AIM> Transcribe, exactly as they appear, only the lines from the one holding "The call MUST return, for every instance of the brick" through the end of the entries below.

DATA SECTION>
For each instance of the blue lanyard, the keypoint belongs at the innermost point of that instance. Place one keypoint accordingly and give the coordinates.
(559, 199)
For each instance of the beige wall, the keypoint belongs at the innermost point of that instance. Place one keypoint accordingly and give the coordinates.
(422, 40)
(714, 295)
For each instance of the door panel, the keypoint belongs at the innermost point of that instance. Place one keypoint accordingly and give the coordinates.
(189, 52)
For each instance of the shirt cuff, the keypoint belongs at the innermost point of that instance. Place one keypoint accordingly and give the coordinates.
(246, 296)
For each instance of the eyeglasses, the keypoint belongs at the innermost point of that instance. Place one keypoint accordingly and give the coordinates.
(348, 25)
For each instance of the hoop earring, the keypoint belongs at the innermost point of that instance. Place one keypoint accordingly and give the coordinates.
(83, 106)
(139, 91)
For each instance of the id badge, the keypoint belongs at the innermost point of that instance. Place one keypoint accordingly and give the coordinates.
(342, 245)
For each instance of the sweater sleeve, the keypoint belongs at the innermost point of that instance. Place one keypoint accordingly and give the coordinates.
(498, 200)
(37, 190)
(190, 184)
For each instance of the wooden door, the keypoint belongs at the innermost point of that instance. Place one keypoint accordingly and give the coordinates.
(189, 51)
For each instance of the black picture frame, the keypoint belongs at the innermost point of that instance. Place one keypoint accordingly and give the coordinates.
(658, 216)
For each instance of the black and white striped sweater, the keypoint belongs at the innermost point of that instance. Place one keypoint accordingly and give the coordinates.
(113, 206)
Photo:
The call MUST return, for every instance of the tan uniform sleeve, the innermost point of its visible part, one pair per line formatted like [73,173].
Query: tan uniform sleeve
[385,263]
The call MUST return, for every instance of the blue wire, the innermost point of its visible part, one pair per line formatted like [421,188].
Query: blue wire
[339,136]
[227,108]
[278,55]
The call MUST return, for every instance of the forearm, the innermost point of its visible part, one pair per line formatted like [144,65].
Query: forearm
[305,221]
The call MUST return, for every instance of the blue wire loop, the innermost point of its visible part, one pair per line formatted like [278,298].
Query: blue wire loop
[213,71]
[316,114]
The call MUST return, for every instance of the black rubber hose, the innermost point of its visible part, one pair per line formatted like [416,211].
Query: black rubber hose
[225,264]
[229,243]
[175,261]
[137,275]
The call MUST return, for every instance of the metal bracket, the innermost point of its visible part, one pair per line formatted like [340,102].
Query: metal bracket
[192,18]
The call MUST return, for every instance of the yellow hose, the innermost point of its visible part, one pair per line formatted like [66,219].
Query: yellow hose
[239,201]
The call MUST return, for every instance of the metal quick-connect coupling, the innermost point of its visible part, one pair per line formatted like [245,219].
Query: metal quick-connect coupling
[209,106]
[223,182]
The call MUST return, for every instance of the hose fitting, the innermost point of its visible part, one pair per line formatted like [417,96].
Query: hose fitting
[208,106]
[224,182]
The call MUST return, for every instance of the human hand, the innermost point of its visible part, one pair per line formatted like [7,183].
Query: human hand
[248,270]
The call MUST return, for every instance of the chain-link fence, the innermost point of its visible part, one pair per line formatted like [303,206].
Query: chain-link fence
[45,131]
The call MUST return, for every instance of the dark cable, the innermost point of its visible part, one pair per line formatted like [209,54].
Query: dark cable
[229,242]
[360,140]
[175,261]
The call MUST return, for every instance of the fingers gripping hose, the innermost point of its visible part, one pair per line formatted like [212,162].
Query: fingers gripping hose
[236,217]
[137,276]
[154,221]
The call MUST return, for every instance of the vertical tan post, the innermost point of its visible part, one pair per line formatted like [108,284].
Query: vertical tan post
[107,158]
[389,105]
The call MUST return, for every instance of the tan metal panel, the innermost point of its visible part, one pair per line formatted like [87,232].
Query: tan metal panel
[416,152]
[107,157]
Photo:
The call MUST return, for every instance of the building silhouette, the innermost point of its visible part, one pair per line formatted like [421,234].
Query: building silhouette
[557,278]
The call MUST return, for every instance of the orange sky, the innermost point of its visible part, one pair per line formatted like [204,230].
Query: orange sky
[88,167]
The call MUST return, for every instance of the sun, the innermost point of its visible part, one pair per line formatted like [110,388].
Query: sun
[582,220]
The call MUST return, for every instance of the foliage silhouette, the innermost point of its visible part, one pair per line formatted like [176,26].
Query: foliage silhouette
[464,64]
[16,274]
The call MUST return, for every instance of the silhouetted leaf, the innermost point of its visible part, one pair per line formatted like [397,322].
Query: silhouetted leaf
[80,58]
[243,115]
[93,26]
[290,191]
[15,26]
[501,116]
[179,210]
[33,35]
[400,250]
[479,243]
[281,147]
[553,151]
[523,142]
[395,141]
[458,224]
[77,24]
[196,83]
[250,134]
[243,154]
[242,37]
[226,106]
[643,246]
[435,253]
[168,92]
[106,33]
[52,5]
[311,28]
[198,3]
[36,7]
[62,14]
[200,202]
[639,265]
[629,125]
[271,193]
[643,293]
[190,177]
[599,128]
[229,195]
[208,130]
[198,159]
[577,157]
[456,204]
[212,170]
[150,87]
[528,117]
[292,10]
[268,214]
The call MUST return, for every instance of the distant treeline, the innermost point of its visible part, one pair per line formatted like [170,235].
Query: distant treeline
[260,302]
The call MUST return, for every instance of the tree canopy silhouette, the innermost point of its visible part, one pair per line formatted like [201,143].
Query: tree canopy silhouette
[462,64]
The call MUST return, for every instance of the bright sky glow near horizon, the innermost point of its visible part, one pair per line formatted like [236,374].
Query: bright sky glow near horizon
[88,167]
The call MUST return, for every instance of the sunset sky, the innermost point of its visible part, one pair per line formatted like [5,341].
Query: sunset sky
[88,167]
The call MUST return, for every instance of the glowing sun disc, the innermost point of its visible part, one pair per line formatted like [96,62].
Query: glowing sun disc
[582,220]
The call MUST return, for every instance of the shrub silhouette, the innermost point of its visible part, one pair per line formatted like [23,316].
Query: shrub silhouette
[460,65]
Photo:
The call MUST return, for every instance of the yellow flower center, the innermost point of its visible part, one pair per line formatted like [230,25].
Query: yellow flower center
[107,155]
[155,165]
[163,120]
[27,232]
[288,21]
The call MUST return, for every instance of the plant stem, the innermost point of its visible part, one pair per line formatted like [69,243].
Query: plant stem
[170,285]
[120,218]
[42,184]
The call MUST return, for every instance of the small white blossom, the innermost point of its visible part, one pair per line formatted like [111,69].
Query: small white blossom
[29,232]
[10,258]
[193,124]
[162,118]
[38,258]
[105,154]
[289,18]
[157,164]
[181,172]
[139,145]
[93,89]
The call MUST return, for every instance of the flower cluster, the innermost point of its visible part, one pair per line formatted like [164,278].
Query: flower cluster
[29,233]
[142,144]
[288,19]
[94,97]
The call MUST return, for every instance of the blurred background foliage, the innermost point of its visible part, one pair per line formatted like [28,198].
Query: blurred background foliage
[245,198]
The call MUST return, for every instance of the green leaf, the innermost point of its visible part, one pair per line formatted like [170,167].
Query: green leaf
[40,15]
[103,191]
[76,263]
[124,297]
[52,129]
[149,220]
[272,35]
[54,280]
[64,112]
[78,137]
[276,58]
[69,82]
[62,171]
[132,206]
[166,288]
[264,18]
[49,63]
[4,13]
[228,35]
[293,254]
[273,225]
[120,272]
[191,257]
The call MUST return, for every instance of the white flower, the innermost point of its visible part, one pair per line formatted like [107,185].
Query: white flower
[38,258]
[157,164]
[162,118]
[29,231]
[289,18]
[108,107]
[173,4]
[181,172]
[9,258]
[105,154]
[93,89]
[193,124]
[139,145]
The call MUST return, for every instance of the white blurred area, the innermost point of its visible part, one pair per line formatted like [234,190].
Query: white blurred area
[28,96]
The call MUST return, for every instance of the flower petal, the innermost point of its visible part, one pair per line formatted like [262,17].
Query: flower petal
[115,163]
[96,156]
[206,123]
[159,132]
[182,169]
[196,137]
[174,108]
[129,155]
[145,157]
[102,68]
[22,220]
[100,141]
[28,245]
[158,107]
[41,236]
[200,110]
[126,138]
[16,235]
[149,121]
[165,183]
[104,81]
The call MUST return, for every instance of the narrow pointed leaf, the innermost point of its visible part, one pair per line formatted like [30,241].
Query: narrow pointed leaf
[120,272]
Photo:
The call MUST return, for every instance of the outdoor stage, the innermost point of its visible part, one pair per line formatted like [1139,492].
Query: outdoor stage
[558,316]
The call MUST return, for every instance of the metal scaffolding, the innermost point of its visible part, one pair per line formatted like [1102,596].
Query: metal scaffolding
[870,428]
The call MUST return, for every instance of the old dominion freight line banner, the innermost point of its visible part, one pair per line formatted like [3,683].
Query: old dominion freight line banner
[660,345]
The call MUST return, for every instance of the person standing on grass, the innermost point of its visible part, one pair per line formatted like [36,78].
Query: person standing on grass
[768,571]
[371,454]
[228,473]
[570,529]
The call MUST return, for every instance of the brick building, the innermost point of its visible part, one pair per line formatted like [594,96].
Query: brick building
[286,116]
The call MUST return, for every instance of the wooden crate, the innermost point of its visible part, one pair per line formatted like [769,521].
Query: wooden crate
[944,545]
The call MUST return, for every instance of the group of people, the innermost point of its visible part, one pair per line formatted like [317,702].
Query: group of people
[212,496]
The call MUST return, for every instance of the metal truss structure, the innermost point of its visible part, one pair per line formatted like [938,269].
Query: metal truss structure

RESPONSE>
The call MUST return, for every instance of the brick building, the innermost point of its visible part, one pair per line formatted like [594,96].
Query: brick building
[286,116]
The call MUST return, for every instance of the wooden crate, the innermost point of its visible part, one pair per line formatted like [769,521].
Query: wooden crate
[944,545]
The call MUST return, for every instance of the group of people, the innermost point of its visible part, one pair per line formatted like [317,702].
Query: group of people
[212,496]
The call MUST return, for every instance of the metal truss structure, the innermost point of its visible part, one pair per line formatted like [938,269].
Query: metal truss structure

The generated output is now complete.